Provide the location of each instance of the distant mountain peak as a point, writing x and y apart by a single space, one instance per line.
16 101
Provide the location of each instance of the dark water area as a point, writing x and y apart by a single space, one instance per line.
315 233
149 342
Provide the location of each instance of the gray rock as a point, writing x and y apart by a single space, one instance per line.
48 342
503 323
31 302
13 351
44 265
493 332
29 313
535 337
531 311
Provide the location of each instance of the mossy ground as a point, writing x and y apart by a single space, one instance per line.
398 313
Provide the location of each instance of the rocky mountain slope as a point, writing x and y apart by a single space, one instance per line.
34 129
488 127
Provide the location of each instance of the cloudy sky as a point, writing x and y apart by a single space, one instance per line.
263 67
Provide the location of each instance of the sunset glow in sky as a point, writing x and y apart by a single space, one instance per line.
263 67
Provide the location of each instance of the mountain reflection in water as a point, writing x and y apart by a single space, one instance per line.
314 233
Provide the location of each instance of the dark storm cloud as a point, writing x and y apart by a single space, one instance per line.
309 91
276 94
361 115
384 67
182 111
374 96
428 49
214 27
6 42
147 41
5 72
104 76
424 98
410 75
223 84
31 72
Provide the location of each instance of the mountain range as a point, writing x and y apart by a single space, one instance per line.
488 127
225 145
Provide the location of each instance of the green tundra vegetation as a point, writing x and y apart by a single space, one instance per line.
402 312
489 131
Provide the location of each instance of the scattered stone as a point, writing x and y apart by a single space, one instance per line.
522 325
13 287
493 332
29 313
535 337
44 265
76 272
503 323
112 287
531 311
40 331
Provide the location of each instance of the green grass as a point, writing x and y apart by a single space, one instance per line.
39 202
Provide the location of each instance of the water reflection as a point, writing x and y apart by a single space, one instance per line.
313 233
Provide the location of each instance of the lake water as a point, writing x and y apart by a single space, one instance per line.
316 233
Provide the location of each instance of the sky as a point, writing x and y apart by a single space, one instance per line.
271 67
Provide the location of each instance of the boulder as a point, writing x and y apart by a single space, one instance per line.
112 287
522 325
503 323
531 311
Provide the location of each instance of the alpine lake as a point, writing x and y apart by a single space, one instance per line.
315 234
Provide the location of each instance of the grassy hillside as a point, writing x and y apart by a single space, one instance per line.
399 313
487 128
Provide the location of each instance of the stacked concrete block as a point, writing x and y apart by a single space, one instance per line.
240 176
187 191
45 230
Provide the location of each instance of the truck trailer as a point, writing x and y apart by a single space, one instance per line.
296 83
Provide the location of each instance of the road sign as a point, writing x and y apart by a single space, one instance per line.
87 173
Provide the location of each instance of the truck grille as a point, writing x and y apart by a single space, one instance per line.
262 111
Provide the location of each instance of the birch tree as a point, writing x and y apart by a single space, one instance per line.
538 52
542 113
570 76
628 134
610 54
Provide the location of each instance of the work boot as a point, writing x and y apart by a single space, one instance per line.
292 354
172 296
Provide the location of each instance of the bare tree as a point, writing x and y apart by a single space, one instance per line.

##########

▶ _Brief_
Using the listing above, please repeat every entry exactly.

▶ _Exercise answer_
Provide the location of each instance of the distant mountain peak as a point, writing x and y apart by a single space, one instance per line.
16 101
Provide the location of each instance of the dark water area as a point, writing x and y apart by a single space, one instance per line.
315 233
149 342
Provide the location of each instance of the gray rock as a point, writing x and y apart by a single space, one instance per line.
48 342
503 323
31 302
13 351
44 265
493 332
29 313
535 337
531 311
Provide the location of each instance of the mossy ground as a point, writing x and y apart by a single space, one instance per line.
398 313
Provide the location of each instance of the rocky mountain slope as a point, writing x and y apart by a single space, one instance per line.
34 129
488 127
Provide the location of each instance of the cloudy sky as a point, writing x and y apart by a single space, one instance per line.
263 67
Provide the location of each instance of the sunset glow in sky as a point, writing x and y apart by a single space, one instance per line.
263 67
Provide the location of each instance of the mountain reflection in water as a point, writing x and y apart by a single space, one instance per line.
314 233
Provide the location of each instance of the dark storm cloud as a point, writing x and y apart by a single space, one instance per line.
309 91
276 94
361 115
384 67
182 111
374 96
428 49
214 27
6 42
147 41
5 72
104 76
424 98
410 75
223 84
31 72
Provide the location of each instance of the mountain range as a point, writing x and y apart by a single space, one instance per line.
488 127
225 145
Provide the location of each instance of the green tundra vegetation as a point, writing x and y apart by a single space, one instance per line.
402 312
489 131
Provide the location of each instance of the scattered stone as a point, writing x and y apart by a single space, one instance per line.
522 325
13 287
493 332
29 313
535 337
44 265
76 272
503 323
112 287
531 311
40 331
Provide the location of each instance of the green grass as a point, writing x and y apart by a single space, one instance per line.
39 202
Provide the location of each instance of the water reflection as a point, writing x and y apart by a single space, one instance per line.
313 233
Provide the location of each instance of the lake water as a point, writing x and y apart by a single space, one instance per line.
316 233
Provide the location of each instance of the sky as a point, writing x and y apart by a single space, one instance per line.
271 67
Provide the location of each instance of the boulder as a point, writing x and y apart by a single space, one instance per line.
112 287
522 325
503 323
531 311
Provide the location of each instance of the alpine lake as a point, writing x and y apart by a single space, one instance per line.
315 234
Provide the location of each instance of the grassy hillside as a point, writing x and y apart by a single space, one instance per line.
399 313
487 128
Provide the location of each instance of the stacked concrete block as a point, writing x and y apart by a single space, one instance per line.
240 176
187 191
45 230
Provide the location of each instance of the truck trailer as a point, writing x and y apart by a single space, one instance per line.
296 83
Provide the location of each instance of the road sign as a point, writing x and y apart by a single space, one instance per line.
87 173
Provide the location of each instance of the truck grille as a point, writing x and y apart by a single space, one instance per line.
262 111
Provide the location of each instance of the birch tree as a point, writing x and y apart by a single space, one instance per line.
538 52
542 113
570 76
628 134
610 54
Provide the location of each instance of the work boot as a point, writing x and y apart by a single space, one instance per line.
292 354
172 296
Provide the location of each instance of the bare tree as a point, writing x and y apart by a single space, one instance per line.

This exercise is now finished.